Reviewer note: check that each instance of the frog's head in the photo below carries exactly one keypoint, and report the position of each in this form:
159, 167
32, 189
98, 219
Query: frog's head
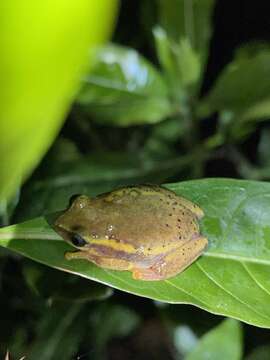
69, 225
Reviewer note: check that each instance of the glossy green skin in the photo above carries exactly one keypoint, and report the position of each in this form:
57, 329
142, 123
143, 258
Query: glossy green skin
147, 230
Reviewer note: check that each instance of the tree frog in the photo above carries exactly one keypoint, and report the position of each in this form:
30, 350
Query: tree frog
145, 229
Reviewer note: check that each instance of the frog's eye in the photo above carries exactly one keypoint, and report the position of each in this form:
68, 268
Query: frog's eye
73, 198
77, 240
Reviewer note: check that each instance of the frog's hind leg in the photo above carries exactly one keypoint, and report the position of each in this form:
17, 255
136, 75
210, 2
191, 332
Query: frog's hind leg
173, 263
104, 262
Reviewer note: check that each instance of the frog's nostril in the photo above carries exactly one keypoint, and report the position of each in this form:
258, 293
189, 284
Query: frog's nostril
73, 198
77, 240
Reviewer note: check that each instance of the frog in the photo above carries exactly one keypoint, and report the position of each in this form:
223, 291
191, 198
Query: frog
146, 229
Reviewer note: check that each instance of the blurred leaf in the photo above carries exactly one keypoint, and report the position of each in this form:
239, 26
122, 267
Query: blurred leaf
43, 54
112, 321
231, 278
259, 353
180, 62
223, 342
93, 174
124, 89
185, 339
242, 89
188, 19
263, 148
58, 334
56, 285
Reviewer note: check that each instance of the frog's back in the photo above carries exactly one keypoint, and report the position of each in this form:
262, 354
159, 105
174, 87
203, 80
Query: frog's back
148, 216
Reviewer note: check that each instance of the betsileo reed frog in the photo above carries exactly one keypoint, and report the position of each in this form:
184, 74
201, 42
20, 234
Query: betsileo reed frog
145, 229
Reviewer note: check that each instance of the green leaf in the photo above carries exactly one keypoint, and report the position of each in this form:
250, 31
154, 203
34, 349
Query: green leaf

----------

## [EXERCISE GOAL]
Each line above has to be returned exactly. Drop the pictures.

## [ANSWER TO THIS EXERCISE]
Reviewer note: check that each instance of the frog's head in the photo below carries exactly one keypoint, and report the position of each in this form:
159, 167
32, 189
98, 219
Query: frog's head
69, 225
Reviewer note: check that each instance of the glossy green skin in the photo above carries exactly one keypoint, and report the position of each in this form:
57, 329
142, 123
143, 258
Query: glossy green skin
147, 230
Reviewer note: check that each instance of the tree frog in the photo above carries exactly one keypoint, and report the position of each in this form:
30, 350
Query: tree frog
145, 229
Reviewer note: check that each instance of the frog's eye in the photo above carries exactly one keypoint, and report the position of each in this form:
68, 268
Query: frog's eye
73, 198
77, 240
Reviewer note: check that each instance of the frog's hind leg in the photo above carries exactly one keypoint, and report the position of each in this form:
17, 255
136, 75
210, 2
191, 332
Query: frog's hind leg
173, 263
104, 262
Reviewer note: check that each instance of the frog's nostril in the photo above carries exactly one keypoint, and report the position of each in this form:
258, 293
189, 284
Query: frog's nostril
73, 198
77, 240
Reviewer note: check that each instance of the frog in the photo above carries exactly one keypoint, and report the position of each in this form:
223, 291
191, 198
Query: frog
146, 229
Reviewer note: check that each instance of the blurred leaf in the photo above carries exactly one keypoint, and report the position of each in this form:
239, 26
122, 267
Query: blurred leaf
43, 54
112, 321
231, 278
259, 353
180, 62
223, 342
93, 174
124, 89
185, 339
242, 89
188, 19
263, 148
58, 334
56, 285
Reviewer note: check that each instance of the frog's back in the photo above carries exactly one keypoint, and report the position of each in this form:
262, 354
159, 105
174, 87
203, 80
Query: frog's back
148, 216
Reviewer note: check that each instance of the betsileo reed frog in the photo above carries exactly one keypoint, and report the position of each in this form:
184, 74
201, 42
20, 234
Query: betsileo reed frog
145, 229
Reviewer note: check that each instance of the green leaf in the photo above carries exactly one keypoint, and report the position of each in this form:
250, 31
154, 203
34, 349
Query: green leaf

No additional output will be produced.